(SHORT TASK) Locate each line of the rows below that contains the word "nightstand", and copy those lines.

(Dataset items)
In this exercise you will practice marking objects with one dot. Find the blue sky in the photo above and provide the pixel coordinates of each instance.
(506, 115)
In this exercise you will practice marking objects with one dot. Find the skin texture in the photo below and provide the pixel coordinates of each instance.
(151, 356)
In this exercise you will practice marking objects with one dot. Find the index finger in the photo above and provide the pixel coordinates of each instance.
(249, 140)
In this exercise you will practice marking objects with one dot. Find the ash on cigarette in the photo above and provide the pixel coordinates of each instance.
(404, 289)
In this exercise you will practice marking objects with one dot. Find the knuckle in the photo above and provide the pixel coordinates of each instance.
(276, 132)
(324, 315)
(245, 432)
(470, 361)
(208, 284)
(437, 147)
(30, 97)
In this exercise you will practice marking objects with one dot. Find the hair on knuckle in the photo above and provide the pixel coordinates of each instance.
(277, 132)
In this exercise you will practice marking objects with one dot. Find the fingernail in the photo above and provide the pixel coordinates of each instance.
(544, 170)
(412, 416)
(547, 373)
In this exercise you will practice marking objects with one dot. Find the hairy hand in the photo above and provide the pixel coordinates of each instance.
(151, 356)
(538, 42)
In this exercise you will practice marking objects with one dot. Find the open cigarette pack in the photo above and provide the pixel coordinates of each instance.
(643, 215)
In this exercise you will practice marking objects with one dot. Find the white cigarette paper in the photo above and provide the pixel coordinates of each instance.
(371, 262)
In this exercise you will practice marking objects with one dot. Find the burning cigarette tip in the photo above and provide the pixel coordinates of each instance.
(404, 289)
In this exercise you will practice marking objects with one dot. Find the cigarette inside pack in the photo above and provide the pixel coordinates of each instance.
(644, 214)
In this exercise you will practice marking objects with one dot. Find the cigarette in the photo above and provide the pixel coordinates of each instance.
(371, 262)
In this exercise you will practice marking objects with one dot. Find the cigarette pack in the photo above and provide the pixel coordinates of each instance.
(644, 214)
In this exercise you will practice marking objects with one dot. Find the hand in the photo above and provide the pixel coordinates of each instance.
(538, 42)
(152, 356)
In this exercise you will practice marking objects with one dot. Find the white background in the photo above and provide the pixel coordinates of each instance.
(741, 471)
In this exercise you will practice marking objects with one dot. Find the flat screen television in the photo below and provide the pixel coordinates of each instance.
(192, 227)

---

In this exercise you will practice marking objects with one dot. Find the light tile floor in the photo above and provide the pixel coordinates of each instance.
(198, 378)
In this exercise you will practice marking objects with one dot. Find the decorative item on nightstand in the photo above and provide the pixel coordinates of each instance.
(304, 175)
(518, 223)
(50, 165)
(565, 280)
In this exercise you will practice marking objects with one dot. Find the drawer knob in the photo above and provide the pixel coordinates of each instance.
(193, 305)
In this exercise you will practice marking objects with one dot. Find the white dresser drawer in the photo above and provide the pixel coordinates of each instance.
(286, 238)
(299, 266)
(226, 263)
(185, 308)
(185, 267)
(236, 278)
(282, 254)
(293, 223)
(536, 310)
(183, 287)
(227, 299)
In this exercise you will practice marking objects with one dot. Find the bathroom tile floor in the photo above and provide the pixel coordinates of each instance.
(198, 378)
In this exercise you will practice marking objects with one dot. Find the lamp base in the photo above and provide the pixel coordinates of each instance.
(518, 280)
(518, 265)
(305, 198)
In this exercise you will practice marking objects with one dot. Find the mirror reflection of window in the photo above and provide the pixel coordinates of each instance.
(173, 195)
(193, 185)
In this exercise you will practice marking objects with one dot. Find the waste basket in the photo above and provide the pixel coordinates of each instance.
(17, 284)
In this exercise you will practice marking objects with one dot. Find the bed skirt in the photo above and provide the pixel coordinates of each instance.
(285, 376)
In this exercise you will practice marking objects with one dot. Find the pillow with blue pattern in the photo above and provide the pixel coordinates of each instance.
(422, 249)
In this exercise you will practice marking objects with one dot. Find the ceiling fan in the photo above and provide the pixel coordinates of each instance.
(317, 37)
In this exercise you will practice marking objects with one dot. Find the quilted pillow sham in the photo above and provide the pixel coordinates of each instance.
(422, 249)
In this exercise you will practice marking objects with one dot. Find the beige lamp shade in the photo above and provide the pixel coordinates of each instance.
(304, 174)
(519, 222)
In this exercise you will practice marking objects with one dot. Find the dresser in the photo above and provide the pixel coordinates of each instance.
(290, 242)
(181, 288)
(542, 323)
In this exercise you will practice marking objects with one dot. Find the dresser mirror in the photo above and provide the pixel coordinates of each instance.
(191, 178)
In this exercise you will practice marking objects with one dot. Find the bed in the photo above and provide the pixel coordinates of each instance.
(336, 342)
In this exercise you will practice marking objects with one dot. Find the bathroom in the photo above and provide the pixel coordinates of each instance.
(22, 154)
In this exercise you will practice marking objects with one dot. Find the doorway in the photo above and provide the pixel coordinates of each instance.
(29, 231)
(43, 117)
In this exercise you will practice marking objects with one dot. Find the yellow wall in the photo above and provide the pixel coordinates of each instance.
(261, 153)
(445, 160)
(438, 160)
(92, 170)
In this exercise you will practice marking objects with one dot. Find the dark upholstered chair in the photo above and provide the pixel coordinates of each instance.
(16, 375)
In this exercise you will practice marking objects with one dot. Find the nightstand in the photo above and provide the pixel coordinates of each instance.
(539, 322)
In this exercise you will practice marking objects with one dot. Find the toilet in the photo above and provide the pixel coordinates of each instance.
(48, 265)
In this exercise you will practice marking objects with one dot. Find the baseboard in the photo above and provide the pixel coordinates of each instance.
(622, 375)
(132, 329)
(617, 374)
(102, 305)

(REPLY TO THE TASK)
In this exercise you will practice marking objects with one dot. Find the decorative item on nightstand in the photo above and provide the pixel coordinates of each instance.
In this exercise you will practice marking objects with one dot. Find the nightstand in the photo above and provide the pixel coordinates of each instance.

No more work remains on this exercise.